* WHAT THE TASK ASKS:
Swap "drill" for "exercise" in the stretch of material below from the line containing "white cloud, the" through the end, and write out that stretch again with nothing else altered.

* EXTRACTED DATA:
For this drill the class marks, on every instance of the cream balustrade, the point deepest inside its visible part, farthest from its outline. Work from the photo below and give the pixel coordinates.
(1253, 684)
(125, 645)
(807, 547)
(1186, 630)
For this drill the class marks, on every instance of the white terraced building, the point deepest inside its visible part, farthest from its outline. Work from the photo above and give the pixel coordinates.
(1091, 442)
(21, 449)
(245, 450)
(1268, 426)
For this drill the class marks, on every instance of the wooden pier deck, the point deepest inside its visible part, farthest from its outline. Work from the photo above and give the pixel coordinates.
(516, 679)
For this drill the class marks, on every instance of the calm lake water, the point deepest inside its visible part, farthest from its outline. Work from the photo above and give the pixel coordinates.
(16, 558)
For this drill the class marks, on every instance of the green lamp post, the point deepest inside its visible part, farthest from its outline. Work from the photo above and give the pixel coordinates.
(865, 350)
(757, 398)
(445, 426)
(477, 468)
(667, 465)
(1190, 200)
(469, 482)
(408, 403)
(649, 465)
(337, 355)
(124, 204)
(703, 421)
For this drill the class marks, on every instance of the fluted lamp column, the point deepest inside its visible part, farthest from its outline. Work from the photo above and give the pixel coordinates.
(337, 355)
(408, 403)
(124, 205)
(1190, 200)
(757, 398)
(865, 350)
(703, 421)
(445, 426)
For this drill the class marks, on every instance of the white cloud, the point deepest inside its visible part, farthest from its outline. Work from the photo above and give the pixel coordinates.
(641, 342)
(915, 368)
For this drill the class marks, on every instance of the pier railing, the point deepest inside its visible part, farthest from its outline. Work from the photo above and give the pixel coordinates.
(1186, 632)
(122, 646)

* ANSWER:
For this exercise the class marks, on every instance of the white cloud, the point deepest inside its visible part, farthest from its outline. Work from the photo above and give the pixel coordinates.
(641, 342)
(915, 368)
For this exercise the class marks, on every instance of the pier railing, the point deepest inside its visible part, farthest from its outline. Work from the photo above and give the pixel coordinates.
(1186, 632)
(122, 646)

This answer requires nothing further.